### Your task
Each line from the one that contains "[locate] stack of" through the end of the entries should be repeated exactly, with nothing added.

[Stored data]
[Start of Attachment]
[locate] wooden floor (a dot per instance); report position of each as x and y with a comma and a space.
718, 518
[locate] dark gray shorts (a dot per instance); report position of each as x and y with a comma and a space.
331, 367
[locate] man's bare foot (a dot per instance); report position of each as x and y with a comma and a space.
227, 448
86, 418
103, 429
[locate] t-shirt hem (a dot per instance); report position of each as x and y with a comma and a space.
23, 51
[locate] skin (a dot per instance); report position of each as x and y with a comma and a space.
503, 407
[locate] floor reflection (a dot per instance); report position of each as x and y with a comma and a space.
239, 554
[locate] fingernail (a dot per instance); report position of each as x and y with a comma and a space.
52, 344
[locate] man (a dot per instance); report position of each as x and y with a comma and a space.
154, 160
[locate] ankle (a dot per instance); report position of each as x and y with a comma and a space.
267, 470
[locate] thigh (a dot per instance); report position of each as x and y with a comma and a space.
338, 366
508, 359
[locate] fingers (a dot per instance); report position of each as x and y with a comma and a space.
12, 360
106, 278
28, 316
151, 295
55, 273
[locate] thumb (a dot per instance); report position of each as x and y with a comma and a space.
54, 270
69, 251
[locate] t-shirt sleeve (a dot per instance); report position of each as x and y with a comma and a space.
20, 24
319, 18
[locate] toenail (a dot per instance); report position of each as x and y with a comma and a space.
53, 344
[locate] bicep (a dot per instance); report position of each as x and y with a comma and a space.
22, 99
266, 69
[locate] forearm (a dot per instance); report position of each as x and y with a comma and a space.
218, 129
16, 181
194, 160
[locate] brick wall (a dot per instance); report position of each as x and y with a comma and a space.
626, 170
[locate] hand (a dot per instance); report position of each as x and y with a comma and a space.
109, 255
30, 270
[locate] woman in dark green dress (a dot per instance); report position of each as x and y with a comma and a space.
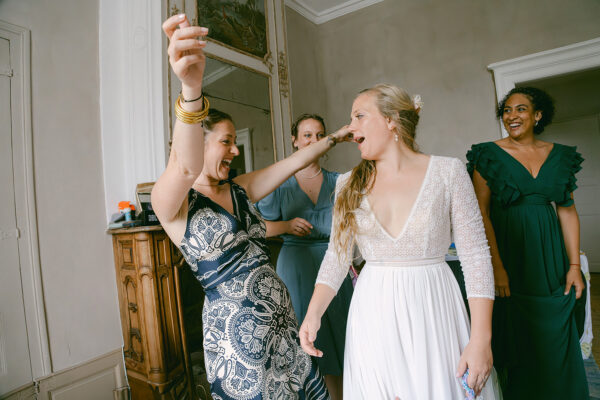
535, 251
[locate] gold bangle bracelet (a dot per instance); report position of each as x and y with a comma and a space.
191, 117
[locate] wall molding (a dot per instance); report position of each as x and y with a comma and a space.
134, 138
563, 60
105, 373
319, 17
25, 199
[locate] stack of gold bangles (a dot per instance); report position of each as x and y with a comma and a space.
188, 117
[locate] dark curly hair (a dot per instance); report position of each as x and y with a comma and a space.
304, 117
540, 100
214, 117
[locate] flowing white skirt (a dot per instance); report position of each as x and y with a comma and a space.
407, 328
[End of Attachment]
### Reply
[locate] stack of gold bangles (a dot per instance); report position of each as x and y with a comma and a space.
188, 117
[locate] dark curly hair (a dot per instance); report position of each as x and y with a comma and a space.
304, 117
540, 100
214, 117
[locate] flowing white skirt (a dot per instance); report position of each as x and y with a comma and a space.
407, 328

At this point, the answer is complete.